> **SOURCE DOCUMENT**:
◆ ◆ ◆

In brief: The story of Bryony’s twenties, from the tiny flat to the nights out to the crazy affairs.
The good: Never a dull moment.
The not-so-good: I was kind of sad when Bryony stopped living a crazy lifestyle (yes yes, I know it wasn’t sustainable but it was a good story!)
Why I chose it: Lots of Twitter noise (my evening is am in the UK, so I see a lot of UK book related tweets)
Duration: 7 hours 15 minutes (book is 288 pages)
Narrator: Sophie Bleasdale
Publisher: Headline Digital
The Wrong Knickers first came to my attention on Twitter, as my evening is morning in the UK and hence my feed is full of bookish thoughts from there. I didn’t know that Bryony Gordon was a well-known journalist in the UK, I just thought she’d written a memoir of her twenties. I didn’t know what she was up to nowadays. That didn’t detract from my enjoyment of this audiobook at all, I think it probably added to it as I didn’t think Bryony’s crazy days were ever going to end!
Growing up, Bryony dreamed of being the highly cool person in her twenties that we’ve all thought we were going to be. How many of us actually made it to the cool job, awesome flat and fantastic boyfriend? Bryony’s twenties were much closer to what we could all relate to – the dodgy one room studio in the even dodgier area, the awful boyfriends and the drunken nights out. I felt a kind of empathy with Bryony, she had that life that everyone did but nobody ever dared to admit. She dropped out of college, getting a job as a dogsbody on a newspaper that eventually led to greater things. She had nights where she didn’t recall where she went or how she ended up at the place she awoke. She had crazy times with friends. There were drugs involved. There was a payday lender. There were all the things you thought nobody else did, but Bryony did it all.

◆ ◆ ◆

> **PROBLEM STATEMENT**:
Summarize the review of The Wrong Knickers above in two sentences.

◆ ◆ ◆

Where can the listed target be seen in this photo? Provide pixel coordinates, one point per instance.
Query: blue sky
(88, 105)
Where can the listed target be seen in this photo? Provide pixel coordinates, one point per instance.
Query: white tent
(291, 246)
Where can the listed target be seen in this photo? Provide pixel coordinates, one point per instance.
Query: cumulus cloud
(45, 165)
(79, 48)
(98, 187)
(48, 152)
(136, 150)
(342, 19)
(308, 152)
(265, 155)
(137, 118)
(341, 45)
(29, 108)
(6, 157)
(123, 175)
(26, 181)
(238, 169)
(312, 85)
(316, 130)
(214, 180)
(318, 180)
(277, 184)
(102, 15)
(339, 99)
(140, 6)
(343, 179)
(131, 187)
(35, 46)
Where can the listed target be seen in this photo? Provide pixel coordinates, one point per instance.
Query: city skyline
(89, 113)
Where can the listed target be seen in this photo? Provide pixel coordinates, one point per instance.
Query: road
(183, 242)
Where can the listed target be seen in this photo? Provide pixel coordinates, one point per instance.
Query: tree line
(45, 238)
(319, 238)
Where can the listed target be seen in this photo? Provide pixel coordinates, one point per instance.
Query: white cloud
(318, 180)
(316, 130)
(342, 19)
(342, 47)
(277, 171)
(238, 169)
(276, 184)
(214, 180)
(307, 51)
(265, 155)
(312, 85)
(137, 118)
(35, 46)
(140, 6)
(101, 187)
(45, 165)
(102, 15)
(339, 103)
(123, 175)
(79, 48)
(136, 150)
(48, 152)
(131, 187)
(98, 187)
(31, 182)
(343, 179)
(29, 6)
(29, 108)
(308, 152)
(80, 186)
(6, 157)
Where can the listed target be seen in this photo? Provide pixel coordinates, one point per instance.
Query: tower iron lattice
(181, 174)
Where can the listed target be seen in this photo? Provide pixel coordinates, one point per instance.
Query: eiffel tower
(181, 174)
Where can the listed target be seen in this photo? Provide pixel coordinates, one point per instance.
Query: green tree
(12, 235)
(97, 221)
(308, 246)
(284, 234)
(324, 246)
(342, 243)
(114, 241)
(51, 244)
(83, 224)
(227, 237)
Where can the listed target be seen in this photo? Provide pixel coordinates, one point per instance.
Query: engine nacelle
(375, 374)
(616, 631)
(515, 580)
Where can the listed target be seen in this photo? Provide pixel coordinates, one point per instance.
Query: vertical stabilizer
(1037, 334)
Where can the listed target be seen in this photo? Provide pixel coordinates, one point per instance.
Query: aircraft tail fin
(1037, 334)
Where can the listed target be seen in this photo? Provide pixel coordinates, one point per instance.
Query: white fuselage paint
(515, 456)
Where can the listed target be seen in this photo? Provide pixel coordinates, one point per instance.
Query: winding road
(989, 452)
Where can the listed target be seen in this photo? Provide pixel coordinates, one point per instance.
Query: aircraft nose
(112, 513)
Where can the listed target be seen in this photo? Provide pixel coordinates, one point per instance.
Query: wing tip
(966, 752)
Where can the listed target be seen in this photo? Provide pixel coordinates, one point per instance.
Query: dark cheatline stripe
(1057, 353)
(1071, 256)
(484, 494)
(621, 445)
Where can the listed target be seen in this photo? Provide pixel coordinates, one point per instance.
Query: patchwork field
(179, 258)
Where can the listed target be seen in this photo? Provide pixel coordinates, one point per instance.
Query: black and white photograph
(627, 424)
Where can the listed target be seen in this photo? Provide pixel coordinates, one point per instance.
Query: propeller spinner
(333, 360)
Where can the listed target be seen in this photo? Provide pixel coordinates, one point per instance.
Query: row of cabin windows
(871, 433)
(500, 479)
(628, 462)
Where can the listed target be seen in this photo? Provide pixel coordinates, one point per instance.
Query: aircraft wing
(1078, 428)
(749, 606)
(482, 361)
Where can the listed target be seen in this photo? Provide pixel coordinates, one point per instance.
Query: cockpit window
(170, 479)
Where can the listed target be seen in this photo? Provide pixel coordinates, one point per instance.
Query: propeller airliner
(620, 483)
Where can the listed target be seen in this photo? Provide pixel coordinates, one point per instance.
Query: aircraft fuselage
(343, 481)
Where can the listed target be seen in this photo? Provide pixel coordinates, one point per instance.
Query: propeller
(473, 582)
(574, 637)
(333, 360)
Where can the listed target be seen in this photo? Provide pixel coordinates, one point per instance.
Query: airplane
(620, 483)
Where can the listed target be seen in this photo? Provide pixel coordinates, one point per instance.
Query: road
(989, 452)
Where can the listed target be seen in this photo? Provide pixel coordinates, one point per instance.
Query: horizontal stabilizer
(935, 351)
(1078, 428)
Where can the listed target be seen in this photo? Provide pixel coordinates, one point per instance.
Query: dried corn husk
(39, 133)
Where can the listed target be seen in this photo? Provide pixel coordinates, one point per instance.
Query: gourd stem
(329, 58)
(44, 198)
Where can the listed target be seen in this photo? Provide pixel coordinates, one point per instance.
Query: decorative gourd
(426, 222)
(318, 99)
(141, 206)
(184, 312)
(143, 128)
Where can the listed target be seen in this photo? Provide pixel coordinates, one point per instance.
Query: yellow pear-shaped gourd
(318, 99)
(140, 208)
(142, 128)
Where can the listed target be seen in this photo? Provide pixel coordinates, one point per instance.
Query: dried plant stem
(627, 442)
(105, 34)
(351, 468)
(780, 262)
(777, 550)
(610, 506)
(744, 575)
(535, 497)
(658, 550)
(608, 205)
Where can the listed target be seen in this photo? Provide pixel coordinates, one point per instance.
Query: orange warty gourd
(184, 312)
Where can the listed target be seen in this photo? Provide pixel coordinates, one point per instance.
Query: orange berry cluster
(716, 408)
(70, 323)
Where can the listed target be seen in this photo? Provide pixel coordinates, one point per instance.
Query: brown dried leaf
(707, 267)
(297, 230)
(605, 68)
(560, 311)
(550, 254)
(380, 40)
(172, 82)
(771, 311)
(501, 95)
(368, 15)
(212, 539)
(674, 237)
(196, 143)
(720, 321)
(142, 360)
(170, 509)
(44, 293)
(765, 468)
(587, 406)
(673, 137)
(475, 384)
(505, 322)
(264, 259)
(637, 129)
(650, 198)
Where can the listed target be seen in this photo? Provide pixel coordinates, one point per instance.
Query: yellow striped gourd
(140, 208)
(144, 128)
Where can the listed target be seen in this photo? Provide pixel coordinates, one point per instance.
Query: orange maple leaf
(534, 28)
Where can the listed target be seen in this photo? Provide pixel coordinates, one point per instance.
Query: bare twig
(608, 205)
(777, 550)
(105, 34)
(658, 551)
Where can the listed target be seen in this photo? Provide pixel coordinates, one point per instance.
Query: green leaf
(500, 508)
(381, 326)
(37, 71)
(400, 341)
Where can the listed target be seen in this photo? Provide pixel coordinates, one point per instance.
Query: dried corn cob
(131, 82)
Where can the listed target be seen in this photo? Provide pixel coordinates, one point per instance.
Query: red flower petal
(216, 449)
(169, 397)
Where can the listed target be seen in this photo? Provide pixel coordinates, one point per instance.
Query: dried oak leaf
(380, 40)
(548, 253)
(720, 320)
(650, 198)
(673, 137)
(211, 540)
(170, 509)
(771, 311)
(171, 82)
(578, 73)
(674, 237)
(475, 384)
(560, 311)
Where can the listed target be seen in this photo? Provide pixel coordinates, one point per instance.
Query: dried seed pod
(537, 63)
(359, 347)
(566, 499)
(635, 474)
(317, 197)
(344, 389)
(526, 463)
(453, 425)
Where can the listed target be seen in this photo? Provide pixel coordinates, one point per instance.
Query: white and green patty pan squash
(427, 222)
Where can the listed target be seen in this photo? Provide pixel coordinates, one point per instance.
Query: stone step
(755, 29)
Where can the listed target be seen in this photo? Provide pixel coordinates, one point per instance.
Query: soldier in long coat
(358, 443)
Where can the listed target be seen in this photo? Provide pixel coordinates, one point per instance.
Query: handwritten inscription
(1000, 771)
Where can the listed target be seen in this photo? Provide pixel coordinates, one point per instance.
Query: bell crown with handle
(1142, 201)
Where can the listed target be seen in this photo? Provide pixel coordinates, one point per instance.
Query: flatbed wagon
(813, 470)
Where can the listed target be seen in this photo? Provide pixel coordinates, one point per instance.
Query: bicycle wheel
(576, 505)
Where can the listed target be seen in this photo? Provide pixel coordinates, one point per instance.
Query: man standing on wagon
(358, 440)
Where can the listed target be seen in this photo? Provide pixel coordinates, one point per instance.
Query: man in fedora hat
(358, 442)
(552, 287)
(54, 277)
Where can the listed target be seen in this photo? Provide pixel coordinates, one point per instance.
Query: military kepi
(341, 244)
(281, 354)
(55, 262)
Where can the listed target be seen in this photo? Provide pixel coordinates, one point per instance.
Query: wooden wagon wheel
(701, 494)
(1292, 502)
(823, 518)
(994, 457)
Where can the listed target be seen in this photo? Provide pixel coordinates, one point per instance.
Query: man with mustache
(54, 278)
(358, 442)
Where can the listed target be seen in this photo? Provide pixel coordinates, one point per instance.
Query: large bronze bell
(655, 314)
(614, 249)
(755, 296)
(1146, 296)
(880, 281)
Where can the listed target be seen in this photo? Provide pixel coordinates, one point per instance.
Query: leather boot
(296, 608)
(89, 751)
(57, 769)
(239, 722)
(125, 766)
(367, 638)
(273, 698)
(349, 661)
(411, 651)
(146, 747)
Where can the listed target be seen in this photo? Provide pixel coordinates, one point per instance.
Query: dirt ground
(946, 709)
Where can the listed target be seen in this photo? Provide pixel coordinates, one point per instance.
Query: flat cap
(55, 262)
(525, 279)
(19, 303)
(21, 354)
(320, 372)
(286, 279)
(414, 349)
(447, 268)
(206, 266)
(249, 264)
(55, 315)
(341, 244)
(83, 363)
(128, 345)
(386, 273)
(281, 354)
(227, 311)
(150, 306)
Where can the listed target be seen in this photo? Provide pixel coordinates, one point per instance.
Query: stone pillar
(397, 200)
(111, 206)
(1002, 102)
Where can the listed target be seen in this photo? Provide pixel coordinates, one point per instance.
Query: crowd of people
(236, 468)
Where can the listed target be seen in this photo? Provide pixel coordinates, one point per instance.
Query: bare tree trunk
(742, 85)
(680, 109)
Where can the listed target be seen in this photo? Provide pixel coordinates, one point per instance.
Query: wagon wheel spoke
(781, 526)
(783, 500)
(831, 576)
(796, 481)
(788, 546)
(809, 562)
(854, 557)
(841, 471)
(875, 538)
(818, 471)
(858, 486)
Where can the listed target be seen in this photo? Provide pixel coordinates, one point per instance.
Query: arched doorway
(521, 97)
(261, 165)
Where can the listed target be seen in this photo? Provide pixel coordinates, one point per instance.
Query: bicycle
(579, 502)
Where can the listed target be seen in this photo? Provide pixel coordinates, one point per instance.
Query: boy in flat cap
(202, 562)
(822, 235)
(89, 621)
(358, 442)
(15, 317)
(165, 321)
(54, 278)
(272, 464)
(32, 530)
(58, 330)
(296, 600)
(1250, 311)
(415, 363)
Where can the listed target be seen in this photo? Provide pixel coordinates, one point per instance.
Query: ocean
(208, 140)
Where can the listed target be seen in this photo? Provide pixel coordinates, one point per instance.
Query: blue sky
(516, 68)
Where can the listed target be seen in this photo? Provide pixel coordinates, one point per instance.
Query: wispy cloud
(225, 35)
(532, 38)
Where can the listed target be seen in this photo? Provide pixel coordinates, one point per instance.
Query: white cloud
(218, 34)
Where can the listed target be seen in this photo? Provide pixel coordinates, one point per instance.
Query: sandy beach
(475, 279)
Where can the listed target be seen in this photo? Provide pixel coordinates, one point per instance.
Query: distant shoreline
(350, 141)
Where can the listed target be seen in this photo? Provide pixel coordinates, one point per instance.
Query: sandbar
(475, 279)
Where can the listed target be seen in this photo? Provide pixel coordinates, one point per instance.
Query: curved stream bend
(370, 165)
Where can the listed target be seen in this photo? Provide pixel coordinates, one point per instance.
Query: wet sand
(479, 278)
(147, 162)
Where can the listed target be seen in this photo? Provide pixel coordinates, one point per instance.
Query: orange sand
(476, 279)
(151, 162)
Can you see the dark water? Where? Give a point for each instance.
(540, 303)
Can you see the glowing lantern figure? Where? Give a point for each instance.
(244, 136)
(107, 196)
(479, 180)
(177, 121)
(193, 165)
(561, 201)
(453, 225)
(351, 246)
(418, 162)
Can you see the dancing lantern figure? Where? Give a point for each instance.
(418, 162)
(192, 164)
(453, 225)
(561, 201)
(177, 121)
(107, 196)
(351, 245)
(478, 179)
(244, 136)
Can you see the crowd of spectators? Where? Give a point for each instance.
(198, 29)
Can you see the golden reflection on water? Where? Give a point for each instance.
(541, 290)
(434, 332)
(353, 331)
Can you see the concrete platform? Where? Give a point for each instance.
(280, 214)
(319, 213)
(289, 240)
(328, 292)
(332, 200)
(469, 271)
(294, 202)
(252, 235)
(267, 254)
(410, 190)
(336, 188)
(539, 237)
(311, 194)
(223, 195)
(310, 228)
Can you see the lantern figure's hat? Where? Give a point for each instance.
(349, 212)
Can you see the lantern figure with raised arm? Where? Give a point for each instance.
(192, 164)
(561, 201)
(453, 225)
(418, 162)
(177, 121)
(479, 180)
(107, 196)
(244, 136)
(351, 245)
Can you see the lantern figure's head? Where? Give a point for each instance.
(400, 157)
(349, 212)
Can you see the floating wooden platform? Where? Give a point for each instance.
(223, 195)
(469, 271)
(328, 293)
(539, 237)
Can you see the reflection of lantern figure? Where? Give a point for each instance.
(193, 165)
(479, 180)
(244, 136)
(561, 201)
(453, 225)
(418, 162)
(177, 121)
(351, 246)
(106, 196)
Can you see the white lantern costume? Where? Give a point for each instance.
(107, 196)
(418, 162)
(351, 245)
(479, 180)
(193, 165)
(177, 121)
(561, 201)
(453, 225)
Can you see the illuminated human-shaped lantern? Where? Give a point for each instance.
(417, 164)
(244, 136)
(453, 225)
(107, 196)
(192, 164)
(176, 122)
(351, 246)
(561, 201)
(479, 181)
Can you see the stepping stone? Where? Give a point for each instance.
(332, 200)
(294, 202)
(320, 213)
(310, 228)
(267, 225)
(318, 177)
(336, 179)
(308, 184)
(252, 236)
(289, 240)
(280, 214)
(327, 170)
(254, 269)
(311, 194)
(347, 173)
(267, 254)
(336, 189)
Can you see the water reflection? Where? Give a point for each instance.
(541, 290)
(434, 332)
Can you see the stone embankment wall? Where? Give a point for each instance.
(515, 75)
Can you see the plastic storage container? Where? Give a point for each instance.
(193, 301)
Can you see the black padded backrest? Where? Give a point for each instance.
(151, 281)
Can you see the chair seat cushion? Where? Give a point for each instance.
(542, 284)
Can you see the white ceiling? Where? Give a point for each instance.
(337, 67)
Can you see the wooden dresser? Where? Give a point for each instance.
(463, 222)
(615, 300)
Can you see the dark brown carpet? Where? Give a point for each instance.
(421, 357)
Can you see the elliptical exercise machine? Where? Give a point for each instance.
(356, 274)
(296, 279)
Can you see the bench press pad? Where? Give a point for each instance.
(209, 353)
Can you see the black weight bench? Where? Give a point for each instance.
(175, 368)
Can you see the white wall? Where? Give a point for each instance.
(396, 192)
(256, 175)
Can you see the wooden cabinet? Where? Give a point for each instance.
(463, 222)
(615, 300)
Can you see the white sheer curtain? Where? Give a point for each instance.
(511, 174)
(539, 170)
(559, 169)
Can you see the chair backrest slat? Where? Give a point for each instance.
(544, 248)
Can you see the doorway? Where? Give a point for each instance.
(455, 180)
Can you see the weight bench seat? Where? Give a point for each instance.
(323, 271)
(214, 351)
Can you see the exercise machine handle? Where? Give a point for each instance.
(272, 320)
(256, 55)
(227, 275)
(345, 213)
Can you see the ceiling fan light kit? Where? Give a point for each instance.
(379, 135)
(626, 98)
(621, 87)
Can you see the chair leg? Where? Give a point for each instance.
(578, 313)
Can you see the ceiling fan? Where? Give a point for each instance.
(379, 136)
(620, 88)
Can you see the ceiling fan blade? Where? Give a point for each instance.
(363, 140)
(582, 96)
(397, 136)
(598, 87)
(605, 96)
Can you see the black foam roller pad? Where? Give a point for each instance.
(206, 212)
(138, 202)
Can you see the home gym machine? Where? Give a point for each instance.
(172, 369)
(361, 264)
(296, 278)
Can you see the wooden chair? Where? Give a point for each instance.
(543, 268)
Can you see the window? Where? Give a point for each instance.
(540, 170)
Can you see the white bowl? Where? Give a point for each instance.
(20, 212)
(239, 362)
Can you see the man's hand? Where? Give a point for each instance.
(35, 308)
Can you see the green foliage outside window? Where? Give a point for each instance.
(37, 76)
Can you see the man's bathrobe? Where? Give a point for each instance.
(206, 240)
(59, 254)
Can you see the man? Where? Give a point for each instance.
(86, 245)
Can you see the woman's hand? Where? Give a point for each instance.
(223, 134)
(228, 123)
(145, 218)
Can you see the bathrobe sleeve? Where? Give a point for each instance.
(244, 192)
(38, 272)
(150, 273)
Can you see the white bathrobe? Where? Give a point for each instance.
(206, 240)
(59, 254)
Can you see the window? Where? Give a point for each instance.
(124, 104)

◆ ◆ ◆

> **WRITTEN SOLUTION**:
The reviewer came across this audiobook of Bryony Gordon's memoir of her twenties on Twitter and enjoyed it without knowing she was a well-known UK journalist. It tells a relatable, never-dull story of a dodgy one-room studio, awful boyfriends, drunken nights, drugs and a payday lender, and the reviewer's only complaint is being sad when the crazy lifestyle ended.